ASSIGNMENT. The response must consist of the records below, copied exactly.

INPUT.
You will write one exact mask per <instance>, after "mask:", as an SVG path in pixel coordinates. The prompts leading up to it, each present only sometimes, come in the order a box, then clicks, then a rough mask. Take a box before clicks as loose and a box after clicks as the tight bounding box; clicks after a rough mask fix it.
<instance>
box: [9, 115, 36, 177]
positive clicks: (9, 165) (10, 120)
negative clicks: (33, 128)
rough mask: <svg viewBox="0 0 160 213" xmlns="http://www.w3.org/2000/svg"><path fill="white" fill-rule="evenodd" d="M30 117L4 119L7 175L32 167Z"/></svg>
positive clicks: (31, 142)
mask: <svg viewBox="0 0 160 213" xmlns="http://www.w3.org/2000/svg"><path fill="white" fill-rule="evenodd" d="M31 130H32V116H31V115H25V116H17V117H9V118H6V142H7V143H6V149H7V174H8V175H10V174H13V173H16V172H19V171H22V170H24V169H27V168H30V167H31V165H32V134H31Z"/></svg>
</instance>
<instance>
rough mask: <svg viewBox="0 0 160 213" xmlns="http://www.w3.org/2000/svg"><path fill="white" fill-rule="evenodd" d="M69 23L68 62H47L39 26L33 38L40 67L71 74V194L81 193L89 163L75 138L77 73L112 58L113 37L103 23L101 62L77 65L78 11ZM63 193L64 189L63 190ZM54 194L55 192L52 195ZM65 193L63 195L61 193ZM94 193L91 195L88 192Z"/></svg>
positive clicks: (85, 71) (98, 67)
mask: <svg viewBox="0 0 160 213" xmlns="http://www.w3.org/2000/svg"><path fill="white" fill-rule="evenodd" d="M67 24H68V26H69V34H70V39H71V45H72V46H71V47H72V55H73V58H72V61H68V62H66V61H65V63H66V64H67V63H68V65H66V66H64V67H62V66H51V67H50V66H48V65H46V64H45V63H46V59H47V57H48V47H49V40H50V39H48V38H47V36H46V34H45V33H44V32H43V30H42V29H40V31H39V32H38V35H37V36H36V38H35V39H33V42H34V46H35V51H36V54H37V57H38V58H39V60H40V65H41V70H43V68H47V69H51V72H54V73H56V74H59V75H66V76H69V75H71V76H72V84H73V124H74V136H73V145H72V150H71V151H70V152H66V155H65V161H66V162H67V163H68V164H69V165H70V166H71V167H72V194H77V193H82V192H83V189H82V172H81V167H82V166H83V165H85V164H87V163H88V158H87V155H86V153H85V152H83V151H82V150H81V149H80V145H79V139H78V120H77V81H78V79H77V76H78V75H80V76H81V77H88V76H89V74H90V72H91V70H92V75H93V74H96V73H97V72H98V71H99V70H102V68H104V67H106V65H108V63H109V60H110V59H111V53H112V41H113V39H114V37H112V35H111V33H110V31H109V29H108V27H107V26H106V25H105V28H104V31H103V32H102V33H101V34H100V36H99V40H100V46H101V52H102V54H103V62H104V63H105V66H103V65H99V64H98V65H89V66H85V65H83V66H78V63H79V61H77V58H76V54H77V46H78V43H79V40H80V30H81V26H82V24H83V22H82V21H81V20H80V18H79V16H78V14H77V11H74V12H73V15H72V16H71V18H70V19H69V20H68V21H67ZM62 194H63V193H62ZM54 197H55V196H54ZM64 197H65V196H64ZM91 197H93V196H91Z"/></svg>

RESULT OF THIS EXERCISE.
You will write one exact mask per <instance>, after "mask:", as an SVG path in pixel coordinates. The prompts leading up to it, each present only sometimes, come in the order a box, then clicks, then a rough mask. Take a box before clicks as loose and a box after clicks as the tight bounding box; clicks after a rough mask fix it.
<instance>
box: [9, 115, 36, 177]
positive clicks: (9, 165) (10, 120)
negative clicks: (33, 128)
rough mask: <svg viewBox="0 0 160 213" xmlns="http://www.w3.org/2000/svg"><path fill="white" fill-rule="evenodd" d="M30 117L4 119L7 175L32 167Z"/></svg>
positive clicks: (31, 142)
mask: <svg viewBox="0 0 160 213" xmlns="http://www.w3.org/2000/svg"><path fill="white" fill-rule="evenodd" d="M31 130H32V116H31V115H25V116H17V117H9V118H6V142H7V143H6V149H7V174H8V175H10V174H13V173H16V172H19V171H22V170H24V169H27V168H30V167H31V165H32V134H31Z"/></svg>
</instance>
<instance>
rough mask: <svg viewBox="0 0 160 213" xmlns="http://www.w3.org/2000/svg"><path fill="white" fill-rule="evenodd" d="M69 23L68 62H47L39 26L33 38L40 67L71 74V194L81 193L89 163L75 138L77 73L112 58L113 37L103 23L101 62L77 65L78 11ZM63 193L64 189L63 190ZM54 194L55 192L52 195ZM65 193L63 195L61 193ZM94 193L91 195L88 192Z"/></svg>
positive clicks: (85, 71) (98, 67)
mask: <svg viewBox="0 0 160 213" xmlns="http://www.w3.org/2000/svg"><path fill="white" fill-rule="evenodd" d="M67 24H68V26H69V34H70V39H71V45H72V46H71V47H72V55H73V58H72V61H68V62H66V61H65V63H66V64H67V63H68V65H66V66H64V67H62V66H51V67H50V66H48V65H46V64H45V63H46V59H47V57H48V47H49V40H50V39H48V38H47V36H46V34H45V33H44V32H43V30H42V29H40V31H39V32H38V35H37V36H36V38H35V39H33V42H34V46H35V51H36V54H37V57H38V58H39V60H40V65H41V70H43V68H47V69H51V72H54V73H56V74H59V75H66V76H69V75H71V76H72V84H73V124H74V136H73V145H72V150H71V151H70V152H66V155H65V161H66V162H67V163H68V164H69V165H70V166H71V167H72V194H77V193H82V192H83V189H82V172H81V167H82V166H83V165H85V164H87V163H88V158H87V155H86V153H85V152H83V151H82V150H81V149H80V145H79V139H78V120H77V81H78V79H77V76H78V75H80V76H81V77H88V76H89V74H90V72H91V70H92V75H93V74H96V73H97V72H98V71H99V70H102V68H104V67H106V65H108V63H109V60H110V59H111V53H112V41H113V39H114V37H112V35H111V33H110V31H109V29H108V27H107V26H106V25H105V28H104V31H103V32H102V33H101V34H100V36H99V40H100V46H101V52H102V54H103V62H104V63H105V66H103V65H99V64H98V65H89V66H85V65H83V66H78V63H79V61H77V58H76V54H77V46H78V43H79V40H80V30H81V26H82V24H83V22H82V21H81V20H80V18H79V16H78V14H77V11H74V12H73V15H72V16H71V18H70V19H69V20H68V21H67ZM62 194H63V193H62ZM54 197H55V196H54ZM64 197H65V196H64ZM91 197H93V196H91Z"/></svg>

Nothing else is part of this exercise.